[YOUR TASK]
Retype the rows from the line with "Subject = stainless steel counter" to the line with "xmin=0 ymin=266 xmax=119 ymax=281", both included, with no changes.

[DATA PROVIDED]
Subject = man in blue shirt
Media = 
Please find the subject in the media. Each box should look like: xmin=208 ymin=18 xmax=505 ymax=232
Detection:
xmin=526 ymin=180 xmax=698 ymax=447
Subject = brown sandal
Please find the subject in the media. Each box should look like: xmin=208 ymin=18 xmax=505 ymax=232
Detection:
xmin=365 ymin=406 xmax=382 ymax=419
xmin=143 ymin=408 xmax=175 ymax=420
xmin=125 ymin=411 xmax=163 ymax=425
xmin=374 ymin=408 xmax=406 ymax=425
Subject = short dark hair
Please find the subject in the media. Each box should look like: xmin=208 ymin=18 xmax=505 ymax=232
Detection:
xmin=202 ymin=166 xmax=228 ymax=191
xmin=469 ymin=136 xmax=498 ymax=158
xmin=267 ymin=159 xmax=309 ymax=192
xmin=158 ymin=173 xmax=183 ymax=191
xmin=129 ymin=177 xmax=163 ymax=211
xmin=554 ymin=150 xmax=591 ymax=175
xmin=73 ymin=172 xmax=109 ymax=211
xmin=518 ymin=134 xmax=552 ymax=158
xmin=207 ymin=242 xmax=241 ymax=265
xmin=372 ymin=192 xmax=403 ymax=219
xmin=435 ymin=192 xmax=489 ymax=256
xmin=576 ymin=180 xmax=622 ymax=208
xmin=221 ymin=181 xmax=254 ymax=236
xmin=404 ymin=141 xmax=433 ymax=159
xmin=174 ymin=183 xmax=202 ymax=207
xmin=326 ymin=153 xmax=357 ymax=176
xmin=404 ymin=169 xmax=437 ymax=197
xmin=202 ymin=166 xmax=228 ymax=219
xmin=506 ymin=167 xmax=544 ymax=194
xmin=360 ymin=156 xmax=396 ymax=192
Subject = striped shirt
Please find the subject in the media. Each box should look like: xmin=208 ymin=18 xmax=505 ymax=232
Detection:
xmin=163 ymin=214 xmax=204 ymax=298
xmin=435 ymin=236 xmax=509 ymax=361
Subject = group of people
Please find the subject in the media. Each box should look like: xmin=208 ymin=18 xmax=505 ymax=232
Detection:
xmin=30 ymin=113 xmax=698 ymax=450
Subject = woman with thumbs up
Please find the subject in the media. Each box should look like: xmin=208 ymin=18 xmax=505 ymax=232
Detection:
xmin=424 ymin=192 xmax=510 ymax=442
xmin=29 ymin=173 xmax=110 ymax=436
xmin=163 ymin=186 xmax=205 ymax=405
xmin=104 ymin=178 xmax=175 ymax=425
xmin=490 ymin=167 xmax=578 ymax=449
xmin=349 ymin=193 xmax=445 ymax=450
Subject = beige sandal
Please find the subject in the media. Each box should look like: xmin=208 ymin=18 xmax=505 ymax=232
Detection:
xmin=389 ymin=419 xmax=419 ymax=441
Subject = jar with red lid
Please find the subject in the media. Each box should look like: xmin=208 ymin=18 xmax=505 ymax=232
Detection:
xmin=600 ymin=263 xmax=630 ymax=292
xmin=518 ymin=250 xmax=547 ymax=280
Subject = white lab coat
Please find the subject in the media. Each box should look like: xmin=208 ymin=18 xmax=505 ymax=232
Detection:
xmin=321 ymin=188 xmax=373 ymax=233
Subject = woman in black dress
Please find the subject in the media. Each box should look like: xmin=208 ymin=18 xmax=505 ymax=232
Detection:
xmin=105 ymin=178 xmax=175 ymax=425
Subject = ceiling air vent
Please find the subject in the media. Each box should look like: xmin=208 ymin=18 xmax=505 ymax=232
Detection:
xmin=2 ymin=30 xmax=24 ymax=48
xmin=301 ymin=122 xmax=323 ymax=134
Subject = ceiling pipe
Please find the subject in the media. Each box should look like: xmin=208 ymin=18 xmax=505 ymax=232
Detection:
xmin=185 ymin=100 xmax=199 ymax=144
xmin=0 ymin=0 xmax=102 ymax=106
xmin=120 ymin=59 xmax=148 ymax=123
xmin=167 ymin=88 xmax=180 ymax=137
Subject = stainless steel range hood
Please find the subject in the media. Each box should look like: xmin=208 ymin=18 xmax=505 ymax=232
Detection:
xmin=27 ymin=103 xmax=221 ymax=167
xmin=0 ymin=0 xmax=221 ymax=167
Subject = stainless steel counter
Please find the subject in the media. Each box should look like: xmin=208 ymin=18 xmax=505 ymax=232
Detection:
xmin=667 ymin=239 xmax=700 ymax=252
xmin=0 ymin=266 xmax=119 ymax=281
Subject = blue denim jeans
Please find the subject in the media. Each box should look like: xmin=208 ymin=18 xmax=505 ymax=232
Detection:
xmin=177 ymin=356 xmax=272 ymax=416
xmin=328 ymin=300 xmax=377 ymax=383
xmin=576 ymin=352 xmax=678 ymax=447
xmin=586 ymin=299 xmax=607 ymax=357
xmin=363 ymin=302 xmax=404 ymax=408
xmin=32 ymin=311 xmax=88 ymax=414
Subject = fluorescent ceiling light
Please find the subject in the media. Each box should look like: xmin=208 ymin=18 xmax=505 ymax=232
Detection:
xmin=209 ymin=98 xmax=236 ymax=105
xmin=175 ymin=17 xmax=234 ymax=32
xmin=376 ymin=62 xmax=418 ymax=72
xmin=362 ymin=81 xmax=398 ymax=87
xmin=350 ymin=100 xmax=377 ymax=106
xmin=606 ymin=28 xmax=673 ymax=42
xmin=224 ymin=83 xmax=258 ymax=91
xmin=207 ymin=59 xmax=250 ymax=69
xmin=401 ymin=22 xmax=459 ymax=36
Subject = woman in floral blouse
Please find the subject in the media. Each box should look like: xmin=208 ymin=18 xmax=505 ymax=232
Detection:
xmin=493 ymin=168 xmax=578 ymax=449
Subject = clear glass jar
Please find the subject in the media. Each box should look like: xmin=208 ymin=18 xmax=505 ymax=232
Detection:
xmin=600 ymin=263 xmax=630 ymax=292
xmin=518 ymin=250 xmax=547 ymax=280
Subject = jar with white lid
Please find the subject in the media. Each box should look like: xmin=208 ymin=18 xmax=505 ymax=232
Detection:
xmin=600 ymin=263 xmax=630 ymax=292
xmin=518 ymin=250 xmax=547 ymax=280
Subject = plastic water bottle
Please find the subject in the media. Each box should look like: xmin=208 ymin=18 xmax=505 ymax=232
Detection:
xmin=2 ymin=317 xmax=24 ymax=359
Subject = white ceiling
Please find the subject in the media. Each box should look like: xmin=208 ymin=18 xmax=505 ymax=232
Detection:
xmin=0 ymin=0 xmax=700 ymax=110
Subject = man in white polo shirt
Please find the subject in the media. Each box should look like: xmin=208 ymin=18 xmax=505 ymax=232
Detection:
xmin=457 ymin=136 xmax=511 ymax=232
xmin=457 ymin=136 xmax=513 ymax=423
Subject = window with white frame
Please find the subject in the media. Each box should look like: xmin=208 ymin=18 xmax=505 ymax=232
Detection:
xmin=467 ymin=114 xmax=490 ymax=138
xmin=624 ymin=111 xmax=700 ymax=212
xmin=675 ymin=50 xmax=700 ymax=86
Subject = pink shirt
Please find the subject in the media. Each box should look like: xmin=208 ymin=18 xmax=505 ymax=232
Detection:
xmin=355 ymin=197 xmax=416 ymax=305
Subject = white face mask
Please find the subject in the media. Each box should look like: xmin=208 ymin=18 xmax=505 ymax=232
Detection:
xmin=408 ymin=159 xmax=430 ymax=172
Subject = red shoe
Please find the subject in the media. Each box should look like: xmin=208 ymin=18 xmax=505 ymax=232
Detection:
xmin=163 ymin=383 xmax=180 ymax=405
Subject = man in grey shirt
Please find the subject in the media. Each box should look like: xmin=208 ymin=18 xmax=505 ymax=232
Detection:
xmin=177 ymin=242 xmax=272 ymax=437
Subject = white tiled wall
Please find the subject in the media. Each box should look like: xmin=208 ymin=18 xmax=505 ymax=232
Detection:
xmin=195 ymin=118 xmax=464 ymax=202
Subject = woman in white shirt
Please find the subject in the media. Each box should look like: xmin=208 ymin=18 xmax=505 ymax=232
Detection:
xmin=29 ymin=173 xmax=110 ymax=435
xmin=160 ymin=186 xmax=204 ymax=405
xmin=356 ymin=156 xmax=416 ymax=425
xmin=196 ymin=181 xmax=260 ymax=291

[ANSWER TO THIS EXERCISE]
Subject = stainless steel counter
Please find the subject in the media. Each box should look like: xmin=208 ymin=18 xmax=505 ymax=232
Detection:
xmin=667 ymin=239 xmax=700 ymax=252
xmin=0 ymin=266 xmax=119 ymax=281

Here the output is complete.